Saved entries:
● ● ● ●

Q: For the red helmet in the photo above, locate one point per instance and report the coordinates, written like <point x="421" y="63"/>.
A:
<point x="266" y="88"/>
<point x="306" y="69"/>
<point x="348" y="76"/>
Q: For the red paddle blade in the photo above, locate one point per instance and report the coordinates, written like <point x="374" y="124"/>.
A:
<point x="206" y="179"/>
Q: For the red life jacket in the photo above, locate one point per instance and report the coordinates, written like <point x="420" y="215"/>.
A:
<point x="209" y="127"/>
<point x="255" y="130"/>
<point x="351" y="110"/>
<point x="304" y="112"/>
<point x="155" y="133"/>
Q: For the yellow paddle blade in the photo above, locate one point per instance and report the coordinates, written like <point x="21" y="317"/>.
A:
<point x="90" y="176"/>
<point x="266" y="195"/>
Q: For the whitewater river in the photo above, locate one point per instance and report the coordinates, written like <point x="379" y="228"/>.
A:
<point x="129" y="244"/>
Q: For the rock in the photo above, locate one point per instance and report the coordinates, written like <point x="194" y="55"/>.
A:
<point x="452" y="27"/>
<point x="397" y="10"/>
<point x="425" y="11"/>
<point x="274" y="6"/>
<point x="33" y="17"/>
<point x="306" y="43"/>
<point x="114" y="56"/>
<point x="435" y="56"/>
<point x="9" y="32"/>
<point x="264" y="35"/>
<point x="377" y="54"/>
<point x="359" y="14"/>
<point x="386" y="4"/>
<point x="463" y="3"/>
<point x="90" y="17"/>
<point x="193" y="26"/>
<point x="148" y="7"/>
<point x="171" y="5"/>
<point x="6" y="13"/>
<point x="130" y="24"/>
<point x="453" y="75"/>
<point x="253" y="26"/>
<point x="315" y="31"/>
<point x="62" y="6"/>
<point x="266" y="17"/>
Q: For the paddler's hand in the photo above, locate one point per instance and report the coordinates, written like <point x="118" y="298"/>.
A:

● ● ● ●

## [WHAT IS EXPECTED]
Reproduce each line above exactly.

## [ANSWER FOR THE TASK]
Q: For the red helmet in the photo above, locate one point per instance and report the coordinates, written like <point x="421" y="63"/>.
A:
<point x="266" y="88"/>
<point x="306" y="69"/>
<point x="348" y="76"/>
Q: For the red paddle blade in the photo above, locate one point per instance and report the coordinates, written like <point x="374" y="124"/>.
A:
<point x="206" y="179"/>
Q: For the red life jacket in the photo above, locate one point per instance and report the coordinates, written like <point x="420" y="215"/>.
A:
<point x="209" y="127"/>
<point x="255" y="130"/>
<point x="351" y="110"/>
<point x="304" y="112"/>
<point x="155" y="133"/>
Q: For the yellow paddle blade in the photo above, locate one point per instance and report the coordinates, written like <point x="21" y="317"/>.
A:
<point x="90" y="176"/>
<point x="266" y="195"/>
Q: For the whitewater river in the photo above, locate one point per instance and report the coordinates, written like <point x="379" y="228"/>.
A:
<point x="129" y="244"/>
Q: For the rock in the photo above, locate one point per instance and report the coordinates, written like <point x="194" y="55"/>.
A:
<point x="452" y="27"/>
<point x="397" y="10"/>
<point x="425" y="11"/>
<point x="274" y="6"/>
<point x="33" y="17"/>
<point x="306" y="43"/>
<point x="114" y="56"/>
<point x="435" y="56"/>
<point x="9" y="32"/>
<point x="264" y="35"/>
<point x="377" y="54"/>
<point x="359" y="14"/>
<point x="386" y="4"/>
<point x="463" y="3"/>
<point x="90" y="17"/>
<point x="193" y="26"/>
<point x="148" y="7"/>
<point x="171" y="5"/>
<point x="6" y="13"/>
<point x="130" y="24"/>
<point x="453" y="75"/>
<point x="253" y="26"/>
<point x="315" y="31"/>
<point x="62" y="6"/>
<point x="266" y="17"/>
Q: For the paddler's hand in the photo above, locate one point per instance and report the coordinates, written like <point x="118" y="298"/>.
A:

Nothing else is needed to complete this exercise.